Description of the task => How many lines of the records below contain the word "navy"? Reply with the number alone.

--- start of Given data ---

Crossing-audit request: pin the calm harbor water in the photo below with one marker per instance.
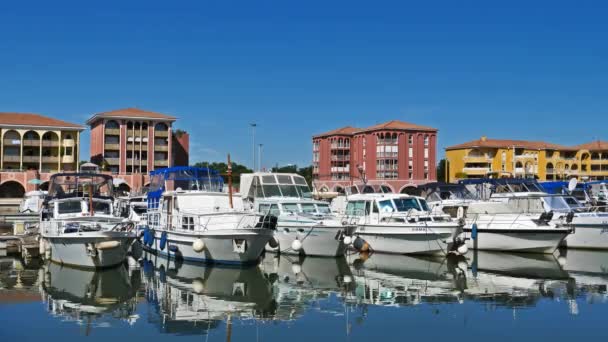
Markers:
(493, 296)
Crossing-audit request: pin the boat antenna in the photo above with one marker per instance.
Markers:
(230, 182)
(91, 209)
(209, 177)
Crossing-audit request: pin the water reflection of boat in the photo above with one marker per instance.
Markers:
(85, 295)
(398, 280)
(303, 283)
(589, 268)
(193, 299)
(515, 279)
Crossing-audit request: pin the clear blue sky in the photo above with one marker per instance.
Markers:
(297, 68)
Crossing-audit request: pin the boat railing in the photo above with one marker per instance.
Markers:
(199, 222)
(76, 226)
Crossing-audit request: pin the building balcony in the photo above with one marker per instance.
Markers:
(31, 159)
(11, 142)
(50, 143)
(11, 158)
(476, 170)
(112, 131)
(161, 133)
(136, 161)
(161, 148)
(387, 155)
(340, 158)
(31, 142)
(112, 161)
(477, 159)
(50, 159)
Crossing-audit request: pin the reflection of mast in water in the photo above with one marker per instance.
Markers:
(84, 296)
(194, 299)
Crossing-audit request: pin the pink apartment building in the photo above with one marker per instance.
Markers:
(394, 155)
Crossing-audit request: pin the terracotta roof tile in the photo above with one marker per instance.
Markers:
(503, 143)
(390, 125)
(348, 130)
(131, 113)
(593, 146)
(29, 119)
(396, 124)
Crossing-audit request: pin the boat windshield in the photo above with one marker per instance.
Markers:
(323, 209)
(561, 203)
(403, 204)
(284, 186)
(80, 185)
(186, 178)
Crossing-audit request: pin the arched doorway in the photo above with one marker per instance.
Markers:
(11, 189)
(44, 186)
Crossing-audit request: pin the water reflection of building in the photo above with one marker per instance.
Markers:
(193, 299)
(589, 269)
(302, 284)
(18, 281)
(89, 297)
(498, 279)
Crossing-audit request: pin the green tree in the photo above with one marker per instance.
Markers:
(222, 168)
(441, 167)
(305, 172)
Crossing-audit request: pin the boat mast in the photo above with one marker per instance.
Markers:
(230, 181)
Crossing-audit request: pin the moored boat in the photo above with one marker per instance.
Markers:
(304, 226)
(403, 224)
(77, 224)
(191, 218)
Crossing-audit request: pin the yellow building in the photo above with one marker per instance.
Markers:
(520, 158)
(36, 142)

--- end of Given data ---
--- start of Given data ---

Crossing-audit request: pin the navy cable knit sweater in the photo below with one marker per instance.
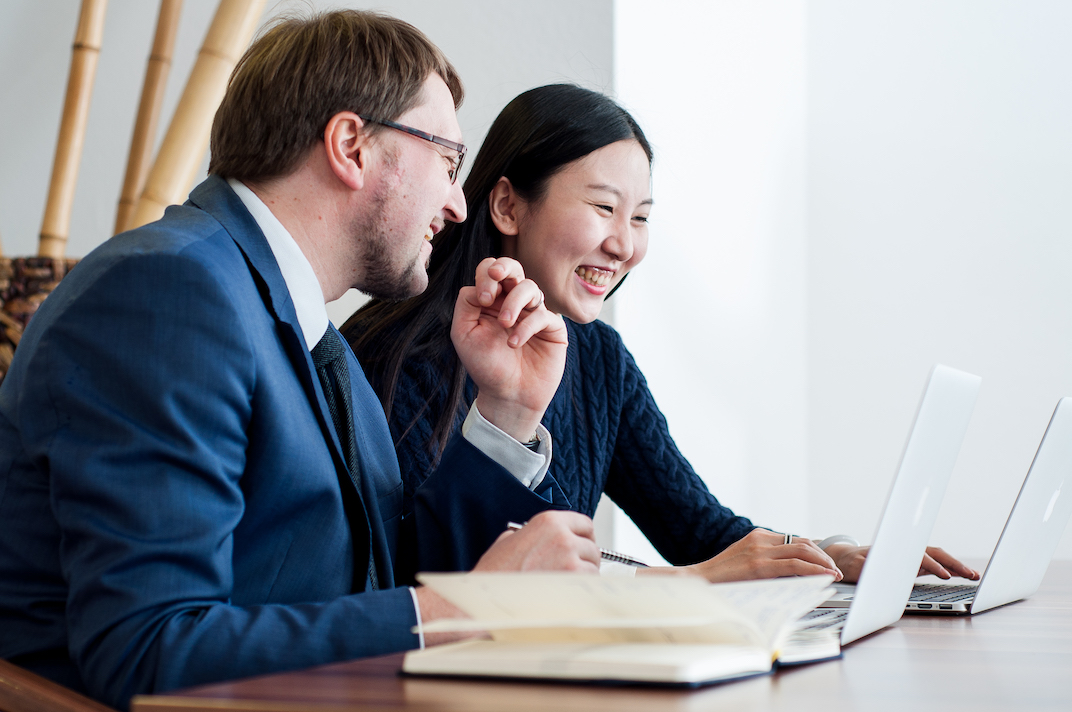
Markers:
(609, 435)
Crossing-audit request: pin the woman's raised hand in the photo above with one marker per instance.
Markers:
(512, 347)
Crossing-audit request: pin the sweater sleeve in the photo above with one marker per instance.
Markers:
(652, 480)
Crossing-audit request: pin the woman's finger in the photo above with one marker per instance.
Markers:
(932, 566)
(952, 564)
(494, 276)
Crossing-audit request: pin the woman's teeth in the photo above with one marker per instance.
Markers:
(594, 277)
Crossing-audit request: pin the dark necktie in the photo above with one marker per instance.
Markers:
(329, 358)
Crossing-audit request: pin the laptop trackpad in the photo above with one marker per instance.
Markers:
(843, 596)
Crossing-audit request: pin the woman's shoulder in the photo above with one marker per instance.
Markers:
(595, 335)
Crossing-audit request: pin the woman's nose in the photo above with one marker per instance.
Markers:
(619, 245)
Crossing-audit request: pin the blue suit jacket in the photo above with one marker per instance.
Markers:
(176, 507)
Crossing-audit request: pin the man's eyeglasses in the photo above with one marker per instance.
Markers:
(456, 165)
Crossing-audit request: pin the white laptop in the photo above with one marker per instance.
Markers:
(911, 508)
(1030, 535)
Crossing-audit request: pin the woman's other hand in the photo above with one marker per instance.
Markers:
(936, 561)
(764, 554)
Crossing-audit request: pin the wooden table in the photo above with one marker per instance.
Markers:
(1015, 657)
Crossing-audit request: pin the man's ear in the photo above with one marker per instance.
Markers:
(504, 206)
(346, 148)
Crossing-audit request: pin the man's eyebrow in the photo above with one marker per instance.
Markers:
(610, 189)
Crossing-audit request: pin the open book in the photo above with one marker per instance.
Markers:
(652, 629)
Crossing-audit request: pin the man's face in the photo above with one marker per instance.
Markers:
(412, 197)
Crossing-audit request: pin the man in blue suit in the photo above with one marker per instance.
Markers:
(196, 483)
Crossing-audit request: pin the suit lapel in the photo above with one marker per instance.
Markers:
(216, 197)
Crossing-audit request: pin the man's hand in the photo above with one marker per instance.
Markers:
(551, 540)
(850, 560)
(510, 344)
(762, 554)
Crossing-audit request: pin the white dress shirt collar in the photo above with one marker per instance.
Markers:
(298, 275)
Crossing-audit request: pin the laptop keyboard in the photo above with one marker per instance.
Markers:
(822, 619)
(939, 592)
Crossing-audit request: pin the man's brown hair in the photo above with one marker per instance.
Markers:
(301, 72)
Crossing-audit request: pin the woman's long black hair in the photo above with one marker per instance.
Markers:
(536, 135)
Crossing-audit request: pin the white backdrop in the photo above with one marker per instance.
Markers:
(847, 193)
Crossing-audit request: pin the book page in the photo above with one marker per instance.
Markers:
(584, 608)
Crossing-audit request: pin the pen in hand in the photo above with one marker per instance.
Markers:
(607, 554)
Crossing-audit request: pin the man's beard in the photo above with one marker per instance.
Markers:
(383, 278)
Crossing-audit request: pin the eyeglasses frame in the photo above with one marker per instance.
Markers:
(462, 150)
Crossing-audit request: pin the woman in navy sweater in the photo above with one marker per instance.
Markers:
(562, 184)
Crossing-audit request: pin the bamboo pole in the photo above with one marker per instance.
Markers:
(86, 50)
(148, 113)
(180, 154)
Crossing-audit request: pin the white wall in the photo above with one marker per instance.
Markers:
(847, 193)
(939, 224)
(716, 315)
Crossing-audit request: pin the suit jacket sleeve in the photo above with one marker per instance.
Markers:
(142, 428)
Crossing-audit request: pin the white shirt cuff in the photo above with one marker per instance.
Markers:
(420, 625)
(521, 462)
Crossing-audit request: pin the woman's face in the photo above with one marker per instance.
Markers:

--- end of Given data ---
--- start of Given data ---

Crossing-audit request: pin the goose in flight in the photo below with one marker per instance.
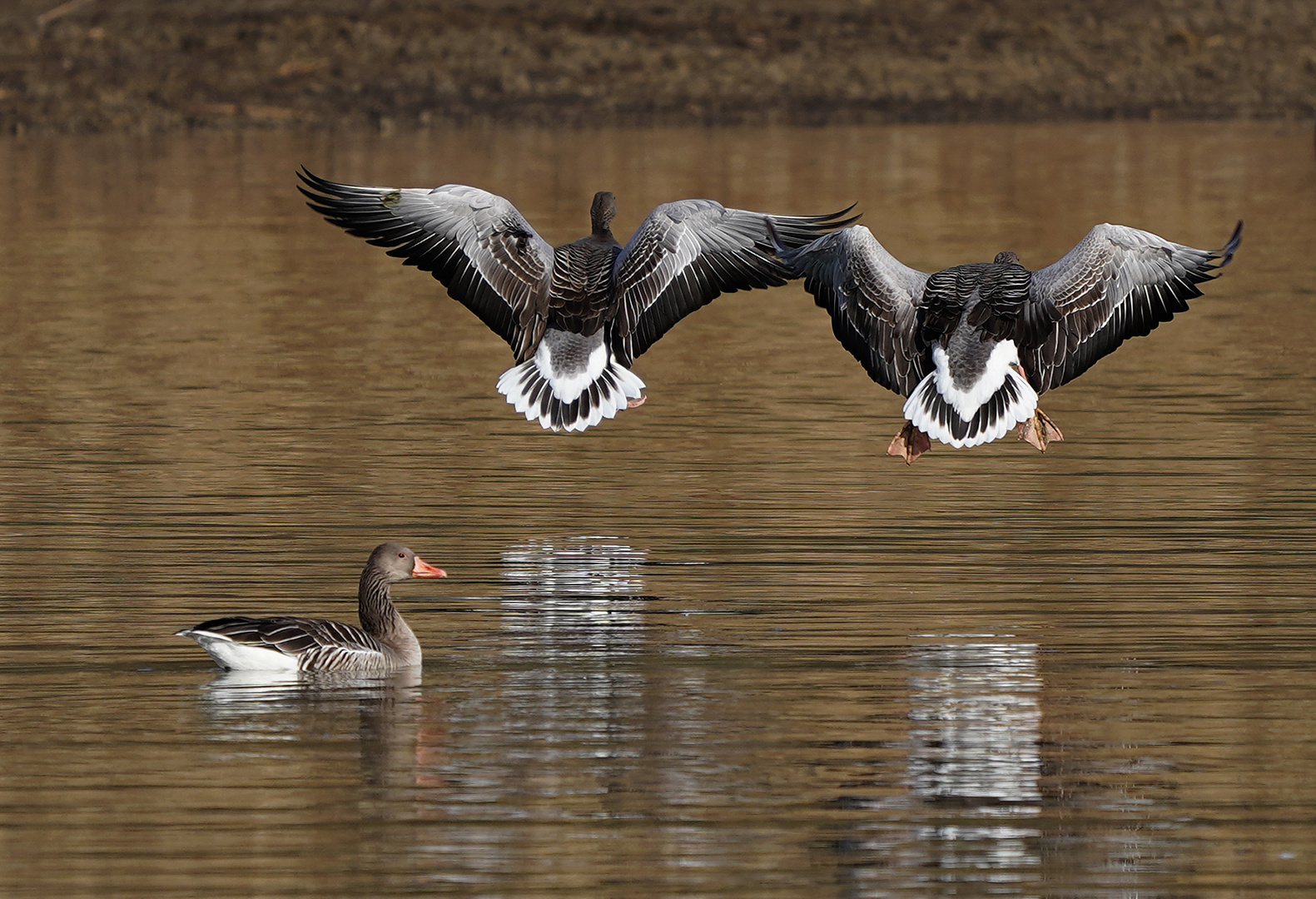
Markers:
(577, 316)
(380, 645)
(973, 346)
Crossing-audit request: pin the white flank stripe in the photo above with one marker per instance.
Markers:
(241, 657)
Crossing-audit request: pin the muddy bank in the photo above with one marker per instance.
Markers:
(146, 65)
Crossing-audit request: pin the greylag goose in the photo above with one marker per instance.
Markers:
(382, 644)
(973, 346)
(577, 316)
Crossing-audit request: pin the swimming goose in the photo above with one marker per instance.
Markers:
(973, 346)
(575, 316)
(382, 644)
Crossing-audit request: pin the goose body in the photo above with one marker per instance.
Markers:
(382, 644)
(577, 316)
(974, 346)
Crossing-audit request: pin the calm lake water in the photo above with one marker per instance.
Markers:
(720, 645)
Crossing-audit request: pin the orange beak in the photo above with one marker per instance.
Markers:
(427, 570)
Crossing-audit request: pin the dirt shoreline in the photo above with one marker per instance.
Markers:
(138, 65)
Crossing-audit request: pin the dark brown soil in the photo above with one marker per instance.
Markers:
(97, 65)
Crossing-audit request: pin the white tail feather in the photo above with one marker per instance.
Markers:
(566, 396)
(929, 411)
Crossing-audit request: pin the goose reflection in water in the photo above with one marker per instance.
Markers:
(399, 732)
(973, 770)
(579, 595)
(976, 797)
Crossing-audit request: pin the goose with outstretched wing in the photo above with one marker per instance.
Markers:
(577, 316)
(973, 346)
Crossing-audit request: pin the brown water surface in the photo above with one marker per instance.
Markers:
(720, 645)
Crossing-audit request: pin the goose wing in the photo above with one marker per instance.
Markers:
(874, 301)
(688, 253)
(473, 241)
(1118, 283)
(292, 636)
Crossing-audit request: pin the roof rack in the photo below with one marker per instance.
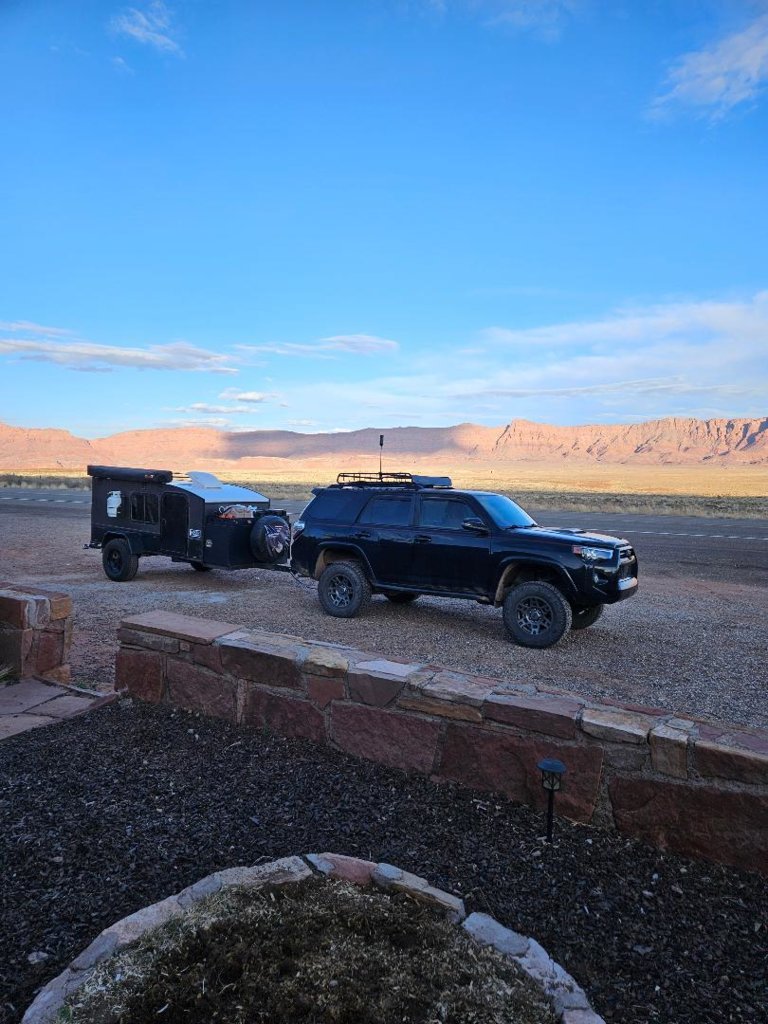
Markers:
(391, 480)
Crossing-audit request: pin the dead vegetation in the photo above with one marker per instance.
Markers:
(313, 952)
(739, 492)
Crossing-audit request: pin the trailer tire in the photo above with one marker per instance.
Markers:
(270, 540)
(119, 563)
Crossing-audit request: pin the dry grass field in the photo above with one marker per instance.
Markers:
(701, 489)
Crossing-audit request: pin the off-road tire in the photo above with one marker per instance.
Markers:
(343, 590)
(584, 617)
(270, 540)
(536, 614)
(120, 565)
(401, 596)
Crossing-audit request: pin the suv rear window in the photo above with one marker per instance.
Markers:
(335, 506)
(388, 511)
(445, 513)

--- end of Given data ---

Exercise response => 2